■ Task details ■
Search the records for the string "black". Copy each line where it occurs.

*** Provided data ***

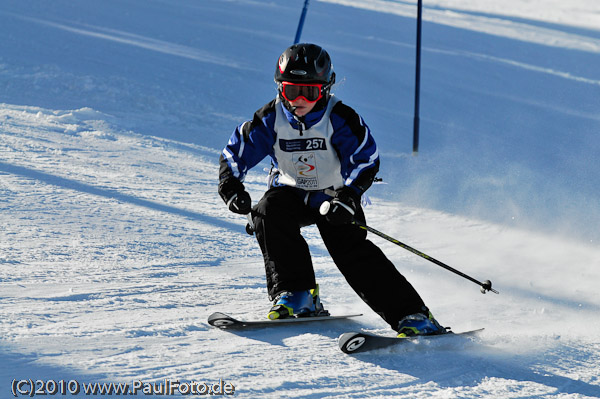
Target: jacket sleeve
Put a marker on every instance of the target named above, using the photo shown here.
(356, 148)
(249, 144)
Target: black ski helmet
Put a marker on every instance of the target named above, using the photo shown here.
(305, 63)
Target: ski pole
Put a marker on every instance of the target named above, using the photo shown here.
(485, 286)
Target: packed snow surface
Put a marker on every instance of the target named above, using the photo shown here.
(115, 247)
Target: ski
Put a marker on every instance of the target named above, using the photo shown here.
(225, 321)
(356, 342)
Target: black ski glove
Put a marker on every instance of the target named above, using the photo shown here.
(343, 206)
(235, 196)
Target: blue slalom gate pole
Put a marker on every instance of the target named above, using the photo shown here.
(416, 122)
(301, 22)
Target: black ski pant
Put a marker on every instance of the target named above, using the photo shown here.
(278, 218)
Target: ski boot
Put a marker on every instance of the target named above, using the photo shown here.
(303, 303)
(419, 324)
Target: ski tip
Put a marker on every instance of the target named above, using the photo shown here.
(351, 342)
(221, 320)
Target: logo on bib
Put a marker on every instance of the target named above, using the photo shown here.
(306, 170)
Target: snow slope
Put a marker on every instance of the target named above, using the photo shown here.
(114, 246)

***

■ Exercise result ■
Target: black ski helmet
Target: black ski glove
Target: black ski pant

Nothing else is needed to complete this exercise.